[Collected data entries]
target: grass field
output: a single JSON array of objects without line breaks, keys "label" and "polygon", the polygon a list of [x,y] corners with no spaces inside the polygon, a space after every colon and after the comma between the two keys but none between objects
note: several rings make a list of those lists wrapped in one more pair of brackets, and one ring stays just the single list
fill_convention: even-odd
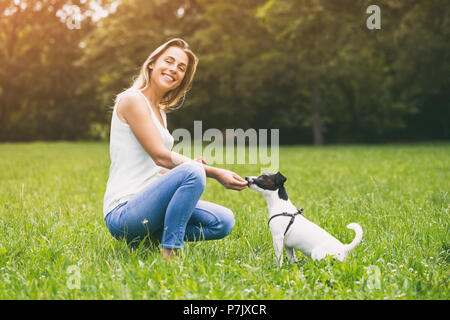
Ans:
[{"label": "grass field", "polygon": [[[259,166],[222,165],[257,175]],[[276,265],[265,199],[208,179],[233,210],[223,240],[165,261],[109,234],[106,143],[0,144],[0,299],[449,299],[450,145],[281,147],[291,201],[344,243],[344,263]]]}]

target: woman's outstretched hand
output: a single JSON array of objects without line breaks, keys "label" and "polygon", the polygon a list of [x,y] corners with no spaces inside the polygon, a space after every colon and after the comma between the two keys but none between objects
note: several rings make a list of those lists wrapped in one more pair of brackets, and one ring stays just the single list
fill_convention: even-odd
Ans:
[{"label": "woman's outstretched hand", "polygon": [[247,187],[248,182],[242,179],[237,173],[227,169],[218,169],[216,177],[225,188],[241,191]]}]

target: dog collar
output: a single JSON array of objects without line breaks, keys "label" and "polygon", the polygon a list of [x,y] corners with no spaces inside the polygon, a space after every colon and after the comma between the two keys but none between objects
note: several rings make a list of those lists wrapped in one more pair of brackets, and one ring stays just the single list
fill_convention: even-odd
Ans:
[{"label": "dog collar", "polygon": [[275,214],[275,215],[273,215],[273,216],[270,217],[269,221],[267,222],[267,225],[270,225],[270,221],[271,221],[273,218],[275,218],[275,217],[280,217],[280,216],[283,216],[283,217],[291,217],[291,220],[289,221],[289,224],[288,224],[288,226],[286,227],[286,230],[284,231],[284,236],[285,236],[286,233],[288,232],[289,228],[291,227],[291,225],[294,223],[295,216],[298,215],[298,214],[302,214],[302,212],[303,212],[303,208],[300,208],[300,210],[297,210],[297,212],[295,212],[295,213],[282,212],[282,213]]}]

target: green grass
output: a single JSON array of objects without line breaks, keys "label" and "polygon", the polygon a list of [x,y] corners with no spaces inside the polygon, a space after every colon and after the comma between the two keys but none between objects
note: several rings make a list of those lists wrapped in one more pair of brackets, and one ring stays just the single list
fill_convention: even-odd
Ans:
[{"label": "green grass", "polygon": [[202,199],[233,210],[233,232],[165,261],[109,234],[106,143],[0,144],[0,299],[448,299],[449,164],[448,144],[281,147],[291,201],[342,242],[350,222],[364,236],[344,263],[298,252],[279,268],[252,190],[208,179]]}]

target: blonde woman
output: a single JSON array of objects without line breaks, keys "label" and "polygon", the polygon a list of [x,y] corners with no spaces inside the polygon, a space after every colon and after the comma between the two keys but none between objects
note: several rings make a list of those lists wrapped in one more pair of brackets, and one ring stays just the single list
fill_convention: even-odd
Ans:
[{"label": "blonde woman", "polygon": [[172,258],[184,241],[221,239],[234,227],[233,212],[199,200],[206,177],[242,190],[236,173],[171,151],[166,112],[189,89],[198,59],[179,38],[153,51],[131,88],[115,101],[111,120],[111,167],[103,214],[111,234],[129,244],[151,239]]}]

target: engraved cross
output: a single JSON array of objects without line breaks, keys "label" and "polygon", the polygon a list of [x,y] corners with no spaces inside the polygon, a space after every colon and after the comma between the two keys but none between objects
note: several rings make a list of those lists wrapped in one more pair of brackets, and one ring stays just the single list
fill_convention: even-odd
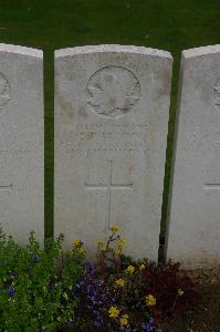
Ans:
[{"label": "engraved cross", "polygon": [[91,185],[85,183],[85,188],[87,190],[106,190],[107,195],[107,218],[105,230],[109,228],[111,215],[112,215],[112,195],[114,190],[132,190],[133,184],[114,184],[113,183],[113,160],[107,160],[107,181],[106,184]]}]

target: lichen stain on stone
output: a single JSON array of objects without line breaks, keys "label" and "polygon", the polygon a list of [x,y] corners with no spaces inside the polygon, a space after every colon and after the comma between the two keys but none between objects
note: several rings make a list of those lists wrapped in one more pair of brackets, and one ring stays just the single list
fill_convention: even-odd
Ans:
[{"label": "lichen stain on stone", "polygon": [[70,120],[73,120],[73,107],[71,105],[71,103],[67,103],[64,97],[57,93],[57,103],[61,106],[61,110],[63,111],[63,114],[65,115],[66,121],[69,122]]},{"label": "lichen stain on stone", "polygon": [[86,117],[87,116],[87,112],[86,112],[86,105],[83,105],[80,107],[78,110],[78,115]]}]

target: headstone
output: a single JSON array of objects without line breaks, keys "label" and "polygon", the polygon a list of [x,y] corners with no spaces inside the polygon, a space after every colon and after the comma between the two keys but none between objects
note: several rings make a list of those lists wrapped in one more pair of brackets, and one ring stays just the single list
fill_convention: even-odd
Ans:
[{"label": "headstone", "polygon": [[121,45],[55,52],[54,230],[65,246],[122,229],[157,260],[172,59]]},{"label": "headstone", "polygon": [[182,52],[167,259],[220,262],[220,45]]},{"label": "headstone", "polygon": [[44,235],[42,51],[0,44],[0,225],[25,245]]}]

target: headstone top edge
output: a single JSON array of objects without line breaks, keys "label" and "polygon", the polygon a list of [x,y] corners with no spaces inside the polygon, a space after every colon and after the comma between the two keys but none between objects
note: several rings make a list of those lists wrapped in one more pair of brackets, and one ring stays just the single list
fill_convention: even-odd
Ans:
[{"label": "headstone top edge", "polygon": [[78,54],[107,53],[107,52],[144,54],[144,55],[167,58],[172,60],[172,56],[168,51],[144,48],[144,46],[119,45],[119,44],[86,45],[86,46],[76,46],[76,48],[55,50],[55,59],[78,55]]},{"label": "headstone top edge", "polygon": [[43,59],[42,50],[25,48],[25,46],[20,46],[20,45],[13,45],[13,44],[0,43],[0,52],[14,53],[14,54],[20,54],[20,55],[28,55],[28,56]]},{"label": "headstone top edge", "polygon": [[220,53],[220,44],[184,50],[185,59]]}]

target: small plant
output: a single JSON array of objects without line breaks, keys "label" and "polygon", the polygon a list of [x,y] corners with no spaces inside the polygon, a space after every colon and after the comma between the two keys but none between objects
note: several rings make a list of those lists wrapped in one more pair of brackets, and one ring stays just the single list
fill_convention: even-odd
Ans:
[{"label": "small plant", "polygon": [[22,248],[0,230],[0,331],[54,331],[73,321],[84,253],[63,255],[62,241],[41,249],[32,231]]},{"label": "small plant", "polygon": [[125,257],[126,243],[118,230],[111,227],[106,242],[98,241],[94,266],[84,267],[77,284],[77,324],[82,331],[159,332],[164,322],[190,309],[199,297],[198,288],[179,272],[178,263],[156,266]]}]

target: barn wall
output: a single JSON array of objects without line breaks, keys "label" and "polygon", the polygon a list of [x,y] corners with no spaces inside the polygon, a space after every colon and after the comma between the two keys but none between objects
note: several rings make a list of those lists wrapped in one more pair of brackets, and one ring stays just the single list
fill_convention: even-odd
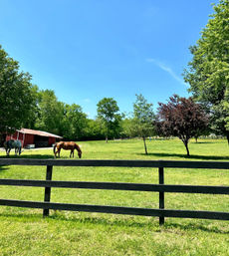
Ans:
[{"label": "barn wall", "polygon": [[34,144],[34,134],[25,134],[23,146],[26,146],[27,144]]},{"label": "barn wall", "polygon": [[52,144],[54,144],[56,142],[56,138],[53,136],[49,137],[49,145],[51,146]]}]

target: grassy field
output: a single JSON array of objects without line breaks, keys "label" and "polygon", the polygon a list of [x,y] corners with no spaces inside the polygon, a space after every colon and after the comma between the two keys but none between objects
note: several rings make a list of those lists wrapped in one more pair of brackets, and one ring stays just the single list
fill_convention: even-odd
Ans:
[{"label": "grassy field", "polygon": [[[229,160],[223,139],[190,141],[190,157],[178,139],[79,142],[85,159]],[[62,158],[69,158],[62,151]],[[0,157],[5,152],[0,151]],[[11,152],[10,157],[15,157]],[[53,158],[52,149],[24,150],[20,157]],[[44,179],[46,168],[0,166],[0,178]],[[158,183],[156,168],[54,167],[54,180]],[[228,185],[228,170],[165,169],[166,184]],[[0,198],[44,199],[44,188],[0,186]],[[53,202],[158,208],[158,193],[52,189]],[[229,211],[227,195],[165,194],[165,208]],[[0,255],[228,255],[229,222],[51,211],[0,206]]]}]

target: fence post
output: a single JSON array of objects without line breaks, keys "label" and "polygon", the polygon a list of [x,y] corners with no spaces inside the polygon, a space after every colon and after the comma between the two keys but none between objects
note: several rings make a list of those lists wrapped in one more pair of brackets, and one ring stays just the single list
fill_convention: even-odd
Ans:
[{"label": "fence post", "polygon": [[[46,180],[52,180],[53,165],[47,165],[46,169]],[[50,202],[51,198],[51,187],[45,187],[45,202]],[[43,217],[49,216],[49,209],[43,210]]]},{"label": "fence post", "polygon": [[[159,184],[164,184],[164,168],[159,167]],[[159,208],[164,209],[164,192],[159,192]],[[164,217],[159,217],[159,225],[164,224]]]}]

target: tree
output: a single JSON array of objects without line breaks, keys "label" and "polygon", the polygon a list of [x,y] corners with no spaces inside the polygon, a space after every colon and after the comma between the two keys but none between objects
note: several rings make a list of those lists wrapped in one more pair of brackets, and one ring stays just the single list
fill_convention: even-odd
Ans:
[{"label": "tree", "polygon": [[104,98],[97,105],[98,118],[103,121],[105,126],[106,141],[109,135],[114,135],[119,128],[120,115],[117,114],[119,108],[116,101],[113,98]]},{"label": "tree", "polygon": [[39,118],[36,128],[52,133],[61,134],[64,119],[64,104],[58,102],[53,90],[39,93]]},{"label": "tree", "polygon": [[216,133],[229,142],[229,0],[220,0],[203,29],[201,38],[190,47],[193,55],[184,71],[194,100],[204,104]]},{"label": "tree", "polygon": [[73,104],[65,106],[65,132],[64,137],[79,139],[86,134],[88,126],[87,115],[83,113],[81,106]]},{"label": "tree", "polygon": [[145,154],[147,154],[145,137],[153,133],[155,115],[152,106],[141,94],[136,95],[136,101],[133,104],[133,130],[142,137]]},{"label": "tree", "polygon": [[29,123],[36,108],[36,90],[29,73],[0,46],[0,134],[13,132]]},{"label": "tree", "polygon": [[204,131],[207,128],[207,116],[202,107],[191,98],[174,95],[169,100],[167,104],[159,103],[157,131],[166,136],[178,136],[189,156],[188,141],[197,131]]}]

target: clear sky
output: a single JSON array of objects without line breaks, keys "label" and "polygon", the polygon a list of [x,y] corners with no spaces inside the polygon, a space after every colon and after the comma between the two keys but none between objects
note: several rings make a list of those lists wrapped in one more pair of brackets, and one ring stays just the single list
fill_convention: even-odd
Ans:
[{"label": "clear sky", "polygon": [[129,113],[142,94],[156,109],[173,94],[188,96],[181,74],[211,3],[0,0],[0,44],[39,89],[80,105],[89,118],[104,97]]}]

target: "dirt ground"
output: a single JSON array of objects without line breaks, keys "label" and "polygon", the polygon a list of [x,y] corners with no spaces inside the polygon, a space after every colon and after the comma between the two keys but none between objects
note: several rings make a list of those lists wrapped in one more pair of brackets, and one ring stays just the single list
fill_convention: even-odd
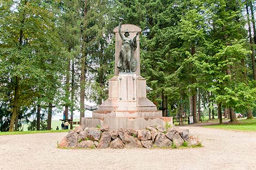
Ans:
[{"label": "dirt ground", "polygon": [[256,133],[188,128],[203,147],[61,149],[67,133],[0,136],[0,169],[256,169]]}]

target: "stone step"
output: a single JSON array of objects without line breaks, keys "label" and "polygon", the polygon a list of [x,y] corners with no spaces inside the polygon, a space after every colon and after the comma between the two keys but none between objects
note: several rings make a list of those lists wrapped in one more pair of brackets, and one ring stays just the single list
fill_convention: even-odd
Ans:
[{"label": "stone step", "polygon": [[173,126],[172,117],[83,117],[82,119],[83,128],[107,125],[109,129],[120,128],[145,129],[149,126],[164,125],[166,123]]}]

▶ _Exercise goal_: Extract each line of the records above that contains the string "headstone".

▶ _Exercise output_:
target: headstone
[{"label": "headstone", "polygon": [[121,45],[55,52],[54,230],[65,246],[122,229],[157,260],[172,59]]},{"label": "headstone", "polygon": [[182,52],[167,259],[220,262],[220,45]]},{"label": "headstone", "polygon": [[44,235],[42,51],[0,44],[0,225],[25,245]]}]
target: headstone top edge
[{"label": "headstone top edge", "polygon": [[78,54],[107,53],[107,52],[144,54],[144,55],[167,58],[172,60],[172,56],[168,51],[144,48],[144,46],[119,45],[119,44],[86,45],[86,46],[76,46],[76,48],[55,50],[55,59],[78,55]]},{"label": "headstone top edge", "polygon": [[43,59],[42,50],[25,48],[25,46],[20,46],[20,45],[13,45],[13,44],[0,43],[0,52],[14,53],[14,54],[20,54],[20,55],[28,55],[28,56]]},{"label": "headstone top edge", "polygon": [[220,53],[220,44],[184,50],[185,59]]}]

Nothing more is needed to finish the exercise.